> _INPUT RECORDS_
--- begin ---

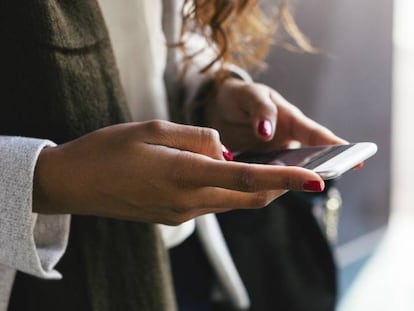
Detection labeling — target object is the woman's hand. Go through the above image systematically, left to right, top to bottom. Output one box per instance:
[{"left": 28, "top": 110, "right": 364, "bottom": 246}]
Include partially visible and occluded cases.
[
  {"left": 205, "top": 78, "right": 346, "bottom": 151},
  {"left": 33, "top": 121, "right": 323, "bottom": 224}
]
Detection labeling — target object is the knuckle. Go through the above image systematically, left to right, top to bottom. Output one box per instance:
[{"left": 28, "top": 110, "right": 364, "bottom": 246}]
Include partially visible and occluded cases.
[
  {"left": 146, "top": 120, "right": 168, "bottom": 136},
  {"left": 199, "top": 127, "right": 221, "bottom": 156},
  {"left": 199, "top": 127, "right": 220, "bottom": 144},
  {"left": 169, "top": 151, "right": 194, "bottom": 186},
  {"left": 235, "top": 167, "right": 257, "bottom": 192},
  {"left": 253, "top": 192, "right": 273, "bottom": 208}
]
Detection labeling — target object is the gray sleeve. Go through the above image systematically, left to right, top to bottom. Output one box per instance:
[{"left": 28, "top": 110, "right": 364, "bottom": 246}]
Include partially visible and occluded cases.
[{"left": 0, "top": 136, "right": 70, "bottom": 279}]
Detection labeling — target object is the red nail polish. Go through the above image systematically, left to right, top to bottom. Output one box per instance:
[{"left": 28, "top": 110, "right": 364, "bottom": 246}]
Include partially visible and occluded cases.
[
  {"left": 257, "top": 120, "right": 272, "bottom": 138},
  {"left": 221, "top": 145, "right": 233, "bottom": 161},
  {"left": 302, "top": 180, "right": 323, "bottom": 192}
]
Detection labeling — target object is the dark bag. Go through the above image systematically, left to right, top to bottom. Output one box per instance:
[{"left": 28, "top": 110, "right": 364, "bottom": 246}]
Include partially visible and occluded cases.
[
  {"left": 170, "top": 183, "right": 337, "bottom": 311},
  {"left": 218, "top": 185, "right": 337, "bottom": 311}
]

--- end ---

> _WHAT TO WORK ON_
Recast the stretch of the material from the line containing "Detection labeling — target object is the dark" through the end as a Markdown table, leaving out blank lines. Use two columns: "No." for the row number and "Text" for the line.

> _COMPLETE RESPONSE_
| No. | Text |
|---|---|
| 1 | Detection labeling — target object is the dark bag. Go through the above image systematically, left to right, top to bottom. Output one box per instance: |
| 2 | [{"left": 28, "top": 110, "right": 364, "bottom": 246}] |
| 3 | Include partially visible and occluded cases. |
| 4 | [ |
| 5 |   {"left": 170, "top": 183, "right": 337, "bottom": 311}, |
| 6 |   {"left": 218, "top": 185, "right": 337, "bottom": 311} |
| 7 | ] |